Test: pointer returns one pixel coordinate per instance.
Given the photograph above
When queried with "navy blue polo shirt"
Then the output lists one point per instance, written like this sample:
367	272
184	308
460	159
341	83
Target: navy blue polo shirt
■ ■ ■ ■ ■
→ **DIRECTION**: Duplicate the listing above line for line.

→ **THE RESULT**:
Test: pointer returns one pixel coordinate per instance.
Given the photograph above
When queried with "navy blue polo shirt"
Then the output lists one point per instance, written like this sample:
367	272
184	308
460	159
341	83
Target: navy blue polo shirt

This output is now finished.